Présentez toutes les lignes des entrées ci-dessous en tableau Markdown à deux colonnes, « Numéro » et « Ligne », sans les lignes vides. N'incluez pas les images dans la réponse.

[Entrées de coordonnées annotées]
☆ ☆ ☆ ☆ ☆ ☆ ☆

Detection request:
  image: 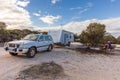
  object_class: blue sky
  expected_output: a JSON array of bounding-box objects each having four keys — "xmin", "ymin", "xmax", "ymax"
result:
[
  {"xmin": 0, "ymin": 0, "xmax": 120, "ymax": 36},
  {"xmin": 26, "ymin": 0, "xmax": 120, "ymax": 26}
]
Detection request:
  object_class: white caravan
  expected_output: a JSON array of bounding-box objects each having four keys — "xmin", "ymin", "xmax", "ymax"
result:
[{"xmin": 48, "ymin": 30, "xmax": 74, "ymax": 46}]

☆ ☆ ☆ ☆ ☆ ☆ ☆

## Réponse complète
| Numéro | Ligne |
|---|---|
| 1 | Detection request: |
| 2 |   image:  |
| 3 |   object_class: blue sky |
| 4 |   expected_output: a JSON array of bounding-box objects each having four keys — "xmin", "ymin", "xmax", "ymax" |
| 5 | result: |
| 6 | [ |
| 7 |   {"xmin": 0, "ymin": 0, "xmax": 120, "ymax": 36}, |
| 8 |   {"xmin": 26, "ymin": 0, "xmax": 120, "ymax": 26} |
| 9 | ] |
| 10 | Detection request: |
| 11 |   object_class: white caravan |
| 12 |   expected_output: a JSON array of bounding-box objects each having four keys — "xmin", "ymin", "xmax", "ymax" |
| 13 | result: |
| 14 | [{"xmin": 48, "ymin": 30, "xmax": 74, "ymax": 46}] |